### [TASK]
Report all lines from the entries below in which "woman" appears.

** DATASET ENTRIES follows **

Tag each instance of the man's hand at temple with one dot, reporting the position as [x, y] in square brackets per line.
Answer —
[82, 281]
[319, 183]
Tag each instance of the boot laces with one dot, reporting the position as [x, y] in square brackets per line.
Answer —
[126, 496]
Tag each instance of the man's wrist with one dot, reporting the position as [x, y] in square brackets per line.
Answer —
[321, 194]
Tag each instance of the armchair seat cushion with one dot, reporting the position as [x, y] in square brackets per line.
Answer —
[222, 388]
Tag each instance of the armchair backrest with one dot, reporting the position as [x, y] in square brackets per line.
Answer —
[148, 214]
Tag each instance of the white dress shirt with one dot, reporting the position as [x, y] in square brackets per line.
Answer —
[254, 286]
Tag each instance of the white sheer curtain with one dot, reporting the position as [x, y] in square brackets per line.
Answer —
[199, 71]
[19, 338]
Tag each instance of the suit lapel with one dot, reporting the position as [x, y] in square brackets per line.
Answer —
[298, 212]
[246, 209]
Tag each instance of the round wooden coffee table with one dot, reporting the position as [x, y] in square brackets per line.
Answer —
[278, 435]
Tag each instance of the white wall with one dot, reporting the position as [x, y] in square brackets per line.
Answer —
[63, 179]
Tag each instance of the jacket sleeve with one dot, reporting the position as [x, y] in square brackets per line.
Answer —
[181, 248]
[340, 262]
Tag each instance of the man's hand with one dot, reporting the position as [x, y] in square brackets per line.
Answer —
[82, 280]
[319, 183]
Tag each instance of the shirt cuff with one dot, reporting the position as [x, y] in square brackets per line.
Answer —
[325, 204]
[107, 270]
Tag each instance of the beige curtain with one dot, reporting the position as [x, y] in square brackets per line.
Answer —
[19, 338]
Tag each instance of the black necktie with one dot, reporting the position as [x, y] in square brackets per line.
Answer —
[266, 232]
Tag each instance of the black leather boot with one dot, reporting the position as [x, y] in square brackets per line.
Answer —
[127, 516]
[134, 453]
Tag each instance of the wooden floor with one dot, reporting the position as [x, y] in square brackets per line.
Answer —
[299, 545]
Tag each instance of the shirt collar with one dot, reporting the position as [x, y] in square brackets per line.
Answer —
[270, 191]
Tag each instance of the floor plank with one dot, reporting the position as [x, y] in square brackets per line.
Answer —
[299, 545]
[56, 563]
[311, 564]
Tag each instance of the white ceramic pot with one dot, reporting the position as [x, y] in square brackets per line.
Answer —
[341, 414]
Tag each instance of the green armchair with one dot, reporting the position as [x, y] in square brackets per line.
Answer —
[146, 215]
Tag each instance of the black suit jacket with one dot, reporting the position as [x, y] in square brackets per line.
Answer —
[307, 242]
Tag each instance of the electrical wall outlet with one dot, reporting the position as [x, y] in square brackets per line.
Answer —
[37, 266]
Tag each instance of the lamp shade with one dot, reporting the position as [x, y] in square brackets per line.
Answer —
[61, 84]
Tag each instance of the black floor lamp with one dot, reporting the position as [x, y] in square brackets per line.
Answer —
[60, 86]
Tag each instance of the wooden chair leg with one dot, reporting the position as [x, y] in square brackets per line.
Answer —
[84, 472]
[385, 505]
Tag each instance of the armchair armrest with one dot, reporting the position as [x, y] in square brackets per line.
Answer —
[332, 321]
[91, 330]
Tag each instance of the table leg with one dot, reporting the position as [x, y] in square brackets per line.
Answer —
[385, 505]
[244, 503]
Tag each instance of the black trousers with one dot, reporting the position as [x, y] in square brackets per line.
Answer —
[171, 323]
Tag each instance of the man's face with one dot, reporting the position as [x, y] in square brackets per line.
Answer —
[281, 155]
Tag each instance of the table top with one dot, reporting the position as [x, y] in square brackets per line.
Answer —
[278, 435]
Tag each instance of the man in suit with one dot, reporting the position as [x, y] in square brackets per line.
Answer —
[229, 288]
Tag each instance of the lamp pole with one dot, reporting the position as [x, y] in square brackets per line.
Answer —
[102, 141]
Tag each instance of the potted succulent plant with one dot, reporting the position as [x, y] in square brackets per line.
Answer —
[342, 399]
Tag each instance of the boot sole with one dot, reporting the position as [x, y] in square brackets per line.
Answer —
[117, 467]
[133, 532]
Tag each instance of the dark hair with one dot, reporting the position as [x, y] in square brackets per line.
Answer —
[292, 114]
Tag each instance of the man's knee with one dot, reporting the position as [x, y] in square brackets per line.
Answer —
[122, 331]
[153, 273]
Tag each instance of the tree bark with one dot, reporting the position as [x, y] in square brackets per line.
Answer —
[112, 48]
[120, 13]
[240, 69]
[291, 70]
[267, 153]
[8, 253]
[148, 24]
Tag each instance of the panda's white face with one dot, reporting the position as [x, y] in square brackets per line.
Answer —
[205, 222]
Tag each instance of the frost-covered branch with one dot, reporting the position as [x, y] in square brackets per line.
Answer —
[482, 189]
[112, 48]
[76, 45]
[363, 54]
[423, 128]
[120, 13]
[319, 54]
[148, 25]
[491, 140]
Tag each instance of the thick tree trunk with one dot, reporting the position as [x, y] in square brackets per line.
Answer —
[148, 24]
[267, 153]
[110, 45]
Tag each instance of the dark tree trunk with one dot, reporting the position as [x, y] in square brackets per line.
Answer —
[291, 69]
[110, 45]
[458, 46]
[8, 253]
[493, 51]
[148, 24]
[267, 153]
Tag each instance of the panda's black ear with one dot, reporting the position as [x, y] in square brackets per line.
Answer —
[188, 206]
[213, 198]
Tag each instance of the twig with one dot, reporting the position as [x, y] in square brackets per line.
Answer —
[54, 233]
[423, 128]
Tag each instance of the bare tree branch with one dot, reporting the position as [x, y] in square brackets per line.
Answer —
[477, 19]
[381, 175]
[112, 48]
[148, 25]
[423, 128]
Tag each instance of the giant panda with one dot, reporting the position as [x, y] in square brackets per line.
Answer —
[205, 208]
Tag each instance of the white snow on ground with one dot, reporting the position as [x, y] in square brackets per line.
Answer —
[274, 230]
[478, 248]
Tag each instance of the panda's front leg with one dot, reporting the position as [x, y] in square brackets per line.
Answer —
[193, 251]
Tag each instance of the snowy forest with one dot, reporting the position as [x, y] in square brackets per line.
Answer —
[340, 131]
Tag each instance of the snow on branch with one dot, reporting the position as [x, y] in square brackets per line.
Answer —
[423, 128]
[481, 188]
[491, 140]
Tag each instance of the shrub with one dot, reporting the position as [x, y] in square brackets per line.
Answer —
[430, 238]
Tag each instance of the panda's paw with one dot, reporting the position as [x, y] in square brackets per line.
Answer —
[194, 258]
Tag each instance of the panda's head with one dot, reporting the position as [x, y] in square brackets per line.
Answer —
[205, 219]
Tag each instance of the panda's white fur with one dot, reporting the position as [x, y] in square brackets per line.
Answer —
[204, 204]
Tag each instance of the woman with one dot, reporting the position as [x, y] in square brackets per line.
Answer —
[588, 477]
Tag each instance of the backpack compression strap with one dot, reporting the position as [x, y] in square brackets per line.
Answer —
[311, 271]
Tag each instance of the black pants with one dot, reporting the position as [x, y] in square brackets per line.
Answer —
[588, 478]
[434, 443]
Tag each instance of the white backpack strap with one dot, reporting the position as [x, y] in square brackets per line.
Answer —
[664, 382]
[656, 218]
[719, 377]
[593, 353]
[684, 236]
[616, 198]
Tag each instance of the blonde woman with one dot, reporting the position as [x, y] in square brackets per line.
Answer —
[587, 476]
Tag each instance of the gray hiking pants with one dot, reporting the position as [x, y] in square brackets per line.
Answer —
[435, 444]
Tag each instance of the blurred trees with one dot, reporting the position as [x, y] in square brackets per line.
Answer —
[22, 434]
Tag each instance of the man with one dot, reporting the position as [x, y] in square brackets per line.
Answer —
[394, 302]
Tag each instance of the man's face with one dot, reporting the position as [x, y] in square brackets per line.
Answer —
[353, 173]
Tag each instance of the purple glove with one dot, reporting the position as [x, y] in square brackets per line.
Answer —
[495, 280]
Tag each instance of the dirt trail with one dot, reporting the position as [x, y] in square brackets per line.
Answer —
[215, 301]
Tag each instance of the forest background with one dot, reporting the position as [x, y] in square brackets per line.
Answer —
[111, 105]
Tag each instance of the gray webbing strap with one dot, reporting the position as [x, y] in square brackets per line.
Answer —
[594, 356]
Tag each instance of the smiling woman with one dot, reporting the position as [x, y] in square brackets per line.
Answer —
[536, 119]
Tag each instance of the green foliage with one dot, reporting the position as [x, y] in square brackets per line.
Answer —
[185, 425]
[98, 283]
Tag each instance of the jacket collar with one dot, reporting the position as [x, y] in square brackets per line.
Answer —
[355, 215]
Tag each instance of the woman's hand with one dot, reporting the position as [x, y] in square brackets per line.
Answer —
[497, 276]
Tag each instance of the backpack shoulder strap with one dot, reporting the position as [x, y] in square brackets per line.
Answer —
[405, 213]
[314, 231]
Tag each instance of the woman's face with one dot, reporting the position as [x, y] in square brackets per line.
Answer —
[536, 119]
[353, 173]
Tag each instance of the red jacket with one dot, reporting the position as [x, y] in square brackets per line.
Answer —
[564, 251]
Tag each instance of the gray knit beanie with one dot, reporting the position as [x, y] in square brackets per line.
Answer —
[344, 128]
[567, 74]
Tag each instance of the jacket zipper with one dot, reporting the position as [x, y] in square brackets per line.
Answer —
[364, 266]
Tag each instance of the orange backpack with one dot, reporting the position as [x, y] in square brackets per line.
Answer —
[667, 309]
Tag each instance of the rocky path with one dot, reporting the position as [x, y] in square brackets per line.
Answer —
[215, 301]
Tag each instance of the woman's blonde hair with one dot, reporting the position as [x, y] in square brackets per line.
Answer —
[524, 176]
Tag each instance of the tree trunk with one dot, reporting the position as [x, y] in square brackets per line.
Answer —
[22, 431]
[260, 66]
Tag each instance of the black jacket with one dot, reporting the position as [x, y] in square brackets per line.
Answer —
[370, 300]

** End of DATASET ENTRIES **

### [OUTPUT FOR THIS TASK]
Tag each instance of the woman with one dot, reporting the position as [x, y] in square brackets per line.
Tag each instance of the blonde woman with one dot, reporting the position as [x, y] in square brackets per line.
Tag each instance of the smiling woman with one dot, reporting the position as [x, y] in square brackets per line.
Tag each instance of the woman's hand with one dot, reporting the position as [x, y] in square brackets per line.
Tag each instance of the woman's face with one dot, reporting the position as [x, y] in square brackets per line.
Tag each instance of the woman's blonde hair with one dot, reporting the position as [x, y] in square brackets per line.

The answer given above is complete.